- **DIRECTIONS**: Repeat each line of the listing exactly as written.

- **TASK INPUT**:
BEGIN
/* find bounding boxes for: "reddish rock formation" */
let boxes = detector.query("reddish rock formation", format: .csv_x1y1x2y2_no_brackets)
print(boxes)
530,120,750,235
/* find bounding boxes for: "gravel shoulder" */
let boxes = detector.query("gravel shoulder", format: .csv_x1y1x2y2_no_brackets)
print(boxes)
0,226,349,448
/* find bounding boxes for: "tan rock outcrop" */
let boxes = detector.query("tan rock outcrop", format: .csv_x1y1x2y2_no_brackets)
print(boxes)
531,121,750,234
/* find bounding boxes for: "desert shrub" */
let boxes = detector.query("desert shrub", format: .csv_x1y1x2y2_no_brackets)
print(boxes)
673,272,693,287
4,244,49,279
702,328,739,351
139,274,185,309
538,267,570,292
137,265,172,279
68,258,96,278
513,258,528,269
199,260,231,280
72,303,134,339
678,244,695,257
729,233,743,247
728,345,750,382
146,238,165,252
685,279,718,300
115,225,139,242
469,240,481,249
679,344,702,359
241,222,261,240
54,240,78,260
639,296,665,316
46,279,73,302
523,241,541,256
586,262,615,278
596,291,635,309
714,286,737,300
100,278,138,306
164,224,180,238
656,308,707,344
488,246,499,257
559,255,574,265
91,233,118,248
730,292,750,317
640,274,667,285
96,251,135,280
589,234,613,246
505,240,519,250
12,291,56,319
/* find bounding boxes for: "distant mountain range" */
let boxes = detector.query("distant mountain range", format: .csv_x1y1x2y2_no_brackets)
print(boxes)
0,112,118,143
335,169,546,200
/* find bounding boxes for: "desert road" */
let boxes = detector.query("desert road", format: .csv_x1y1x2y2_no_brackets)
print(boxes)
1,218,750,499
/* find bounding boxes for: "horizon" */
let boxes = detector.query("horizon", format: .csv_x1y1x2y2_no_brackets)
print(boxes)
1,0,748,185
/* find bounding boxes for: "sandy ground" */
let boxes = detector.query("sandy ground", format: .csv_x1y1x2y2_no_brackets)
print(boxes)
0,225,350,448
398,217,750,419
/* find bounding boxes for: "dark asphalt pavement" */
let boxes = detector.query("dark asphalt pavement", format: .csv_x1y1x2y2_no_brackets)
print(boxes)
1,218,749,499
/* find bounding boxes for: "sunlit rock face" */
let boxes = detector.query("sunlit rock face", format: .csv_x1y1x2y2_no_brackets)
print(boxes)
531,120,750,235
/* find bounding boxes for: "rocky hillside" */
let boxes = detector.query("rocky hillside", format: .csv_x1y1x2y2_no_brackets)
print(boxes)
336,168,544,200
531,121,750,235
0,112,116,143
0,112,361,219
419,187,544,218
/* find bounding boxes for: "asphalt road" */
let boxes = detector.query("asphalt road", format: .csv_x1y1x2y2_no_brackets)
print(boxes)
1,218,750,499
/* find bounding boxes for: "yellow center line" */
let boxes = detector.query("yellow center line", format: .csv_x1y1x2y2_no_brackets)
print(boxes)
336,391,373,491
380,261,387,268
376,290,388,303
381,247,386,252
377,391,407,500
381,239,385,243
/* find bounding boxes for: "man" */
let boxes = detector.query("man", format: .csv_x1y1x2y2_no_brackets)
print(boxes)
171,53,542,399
END
- **TASK RESPONSE**:
/* find bounding boxes for: "reddish rock formation" */
let boxes = detector.query("reddish rock formation", format: .csv_x1y1x2y2_no_brackets)
print(boxes)
530,120,750,235
/* find bounding boxes for: "gravel shoulder" */
let boxes = detector.query("gravel shoulder", format: .csv_x1y1x2y2_no_brackets)
print(boxes)
0,226,349,448
/* find bounding boxes for: "tan rock outcrop" */
let boxes = detector.query("tan rock outcrop", format: .csv_x1y1x2y2_no_brackets)
print(boxes)
531,121,750,234
/* find bounding boxes for: "desert shrub" */
let boxes = detector.query("desert shrub", format: .csv_x1y1x2y2_no_brackets)
print(boxes)
673,272,693,287
4,244,49,279
702,328,739,351
139,274,185,309
538,267,570,292
137,265,172,279
68,258,96,278
513,258,528,269
199,260,231,280
72,303,134,339
678,244,695,257
729,233,743,247
728,345,750,382
146,238,165,252
685,279,718,300
115,225,139,242
469,240,481,249
679,344,702,359
241,222,261,240
54,240,78,260
639,296,665,316
46,279,73,302
523,241,541,256
586,262,615,278
596,291,635,309
714,286,737,300
100,278,138,306
164,224,180,238
656,308,707,344
488,246,499,257
559,255,574,265
91,233,118,248
730,292,750,317
640,274,667,285
96,251,135,280
589,234,613,246
505,240,519,250
12,291,56,319
/* find bounding boxes for: "distant mountain range" */
let boxes = detector.query("distant mountain range", format: .csv_x1y1x2y2_no_brackets)
print(boxes)
0,112,118,143
335,169,546,200
/* find bounding boxes for: "desert road" */
let boxes = detector.query("desert road", format: .csv_x1y1x2y2_no_brackets)
print(boxes)
1,218,750,499
/* find bounding boxes for: "horizon" */
let boxes = detector.query("horizon", format: .csv_x1y1x2y2_no_brackets)
print(boxes)
1,0,748,185
/* find bounding boxes for: "sandy ground" */
let boxes = detector.query("sandy ground", format: .csv_x1y1x2y2_no_brackets)
print(boxes)
0,225,350,448
398,217,750,419
/* find bounding boxes for: "dark asphalt pavement" */
let boxes = detector.query("dark asphalt pavement", format: .csv_x1y1x2y2_no_brackets)
print(boxes)
1,218,749,499
/* find bounding boxes for: "sunlit rock face" */
let boxes = detector.query("sunlit rock face", format: .csv_x1y1x2y2_no_brackets)
print(boxes)
531,120,750,235
/* find bounding boxes for: "rocky hillside" */
let boxes = detector.query("rocky hillside", format: .csv_x1y1x2y2_no_brackets)
print(boxes)
336,168,544,200
531,121,750,235
0,112,116,143
0,112,361,219
419,187,544,218
/* find bounding boxes for: "asphalt road" */
let boxes = detector.query("asphalt road", format: .csv_x1y1x2y2_no_brackets)
print(boxes)
1,218,750,499
/* find bounding boxes for: "yellow center line" */
let boxes = detector.query("yellow center line", format: .csv_x1y1x2y2_no_brackets)
print(boxes)
336,391,373,491
380,261,387,268
376,290,388,303
381,247,386,252
377,391,407,500
381,239,385,243
/* find bounding boxes for: "man" */
let boxes = detector.query("man", format: .csv_x1y1x2y2_no_brackets)
print(boxes)
171,53,542,399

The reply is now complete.